Spatial localization data
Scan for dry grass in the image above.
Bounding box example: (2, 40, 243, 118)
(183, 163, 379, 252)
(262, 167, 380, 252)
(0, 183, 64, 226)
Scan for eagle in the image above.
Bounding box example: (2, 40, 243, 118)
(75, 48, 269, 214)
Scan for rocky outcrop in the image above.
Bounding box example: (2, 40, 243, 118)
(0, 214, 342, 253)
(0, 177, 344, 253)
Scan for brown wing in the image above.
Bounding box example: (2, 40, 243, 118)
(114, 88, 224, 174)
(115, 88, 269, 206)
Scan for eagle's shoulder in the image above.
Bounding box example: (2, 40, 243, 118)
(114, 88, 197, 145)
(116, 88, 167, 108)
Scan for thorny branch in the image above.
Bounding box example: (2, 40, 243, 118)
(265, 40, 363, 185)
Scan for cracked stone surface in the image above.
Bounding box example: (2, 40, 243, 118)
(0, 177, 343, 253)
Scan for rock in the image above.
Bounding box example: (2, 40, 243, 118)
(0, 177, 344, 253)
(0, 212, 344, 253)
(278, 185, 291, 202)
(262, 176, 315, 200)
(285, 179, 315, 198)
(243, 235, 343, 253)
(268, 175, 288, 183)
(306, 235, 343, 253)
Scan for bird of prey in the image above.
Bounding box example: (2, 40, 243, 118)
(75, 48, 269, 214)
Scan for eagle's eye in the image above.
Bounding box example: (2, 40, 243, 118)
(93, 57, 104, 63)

→ TASK INSTRUCTIONS
Output every record above, exactly as written.

→ RESULT FOR THIS TASK
Scan for dry grass in the image above.
Bounding box example: (2, 40, 243, 118)
(183, 163, 379, 252)
(262, 167, 380, 252)
(0, 183, 64, 226)
Scan for eagle in the image above.
Bounding box example: (2, 40, 243, 118)
(75, 48, 269, 214)
Scan for rocky outcrop in the image above.
Bounding box example: (2, 40, 243, 118)
(0, 214, 342, 253)
(0, 177, 344, 253)
Scan for brown wing in the image above.
Bounding box example: (2, 40, 243, 118)
(114, 88, 224, 174)
(115, 88, 269, 206)
Scan for eagle's shoulder in the image above.
Bounding box example: (2, 40, 243, 118)
(114, 88, 197, 145)
(116, 88, 167, 108)
Scan for thorny branch in the image above.
Bounding box example: (2, 40, 243, 118)
(265, 40, 363, 185)
Scan for cracked stone surface in the image above.
Bounding box example: (2, 40, 243, 118)
(0, 177, 343, 253)
Scan for rock in the image above.
Bounding box example: (2, 40, 243, 118)
(0, 177, 344, 253)
(0, 212, 344, 253)
(278, 185, 291, 202)
(262, 176, 315, 200)
(285, 179, 315, 198)
(243, 235, 343, 253)
(268, 175, 288, 183)
(306, 235, 343, 253)
Scan for bird of prey in the image above.
Bounding box example: (2, 40, 243, 118)
(75, 48, 269, 214)
Scan for eagle's eye in the image above.
Bounding box example: (2, 40, 243, 118)
(93, 57, 104, 63)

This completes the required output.